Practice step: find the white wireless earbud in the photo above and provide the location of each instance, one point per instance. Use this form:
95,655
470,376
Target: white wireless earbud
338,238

----------------------------------------

◆ What is required
Copy out the data above line for line, keeping every character unchanged.

◆ Full answer
Practice step: find the white wireless earbud in the photo above and provide the location of each instance, one point per instance. Use this form:
95,655
470,376
Target: white wireless earbud
338,238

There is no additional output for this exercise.